───── Information shown

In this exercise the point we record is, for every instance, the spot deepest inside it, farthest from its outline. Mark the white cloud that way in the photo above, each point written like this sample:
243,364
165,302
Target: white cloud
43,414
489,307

──────────

__Exercise instructions__.
Set out every line of the records above as a numbered list, omitting any blank lines.

__Exercise result__.
1. In this exercise the point we record is, for every instance, the spot deepest inside it, farthest from its outline. Mark the white cloud that way in the photo above, each point written like this sample:
2. 243,364
3. 165,302
4. Target: white cloud
5. 43,414
6. 489,307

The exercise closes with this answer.